##### Entries shown #####

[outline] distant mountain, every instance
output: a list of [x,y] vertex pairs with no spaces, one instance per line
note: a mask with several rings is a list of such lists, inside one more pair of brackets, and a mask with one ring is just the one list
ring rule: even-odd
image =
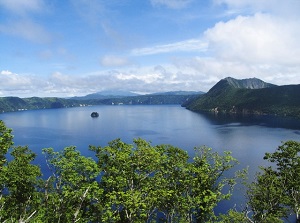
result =
[[173,91],[159,92],[154,94],[127,96],[127,97],[110,97],[98,100],[85,100],[91,104],[108,104],[108,105],[162,105],[162,104],[182,104],[200,95],[201,92]]
[[300,117],[300,85],[276,86],[257,78],[220,80],[183,106],[193,111]]
[[130,96],[138,96],[139,94],[130,92],[130,91],[120,91],[120,90],[111,90],[111,91],[100,91],[93,94],[88,94],[81,97],[73,97],[71,99],[76,100],[90,100],[90,99],[107,99],[107,98],[122,98]]
[[167,92],[157,92],[148,95],[200,95],[204,94],[202,91],[167,91]]
[[140,94],[133,93],[131,91],[122,91],[122,90],[108,90],[108,91],[100,91],[97,92],[96,94],[104,95],[104,96],[137,96]]
[[91,105],[182,104],[201,94],[203,94],[201,91],[169,91],[146,95],[124,91],[102,91],[83,97],[74,97],[72,99]]
[[76,100],[64,98],[18,98],[2,97],[0,98],[0,112],[23,111],[46,108],[65,108],[82,106]]
[[162,105],[179,104],[192,100],[196,92],[167,92],[151,95],[138,95],[131,92],[98,92],[84,97],[74,98],[18,98],[0,97],[0,112],[22,111],[45,108],[65,108],[91,105]]
[[112,105],[165,105],[165,104],[178,104],[181,105],[197,95],[176,95],[176,94],[147,94],[132,97],[123,98],[109,98],[104,100],[99,100],[103,104]]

#####

**Task**
Retype the data above exactly. Do not carry over any images.

**Exercise solution**
[outline] distant mountain, every instance
output: a list of [x,y] vertex pairs with no spaces, one instance per line
note: a mask with several rings is a list of such lists, inside one more pair of brackets, and a mask with one ring is just the one list
ring rule: even-odd
image =
result =
[[173,91],[159,92],[154,94],[127,96],[127,97],[110,97],[98,100],[85,100],[91,104],[108,104],[108,105],[162,105],[162,104],[182,104],[200,95],[201,92]]
[[300,117],[300,85],[276,86],[257,78],[220,80],[183,106],[193,111]]
[[130,96],[138,96],[139,94],[130,92],[130,91],[120,91],[120,90],[111,90],[111,91],[100,91],[93,94],[88,94],[81,97],[73,97],[71,99],[76,100],[90,100],[90,99],[107,99],[107,98],[122,98]]
[[167,92],[157,92],[148,95],[200,95],[204,94],[202,91],[167,91]]
[[140,94],[133,93],[131,91],[122,91],[122,90],[108,90],[108,91],[100,91],[97,92],[96,94],[104,95],[104,96],[137,96]]
[[91,105],[182,104],[201,94],[203,94],[201,91],[169,91],[146,95],[124,91],[102,91],[83,97],[74,97],[72,99]]
[[76,100],[64,98],[18,98],[2,97],[0,98],[0,112],[23,111],[46,108],[65,108],[82,106]]
[[162,105],[179,104],[192,100],[196,92],[167,92],[151,95],[138,95],[131,92],[98,92],[84,97],[74,98],[18,98],[0,97],[0,112],[22,111],[45,108],[65,108],[91,105]]
[[112,105],[165,105],[165,104],[178,104],[181,105],[197,95],[176,95],[176,94],[147,94],[132,97],[123,98],[109,98],[104,100],[99,100],[103,104]]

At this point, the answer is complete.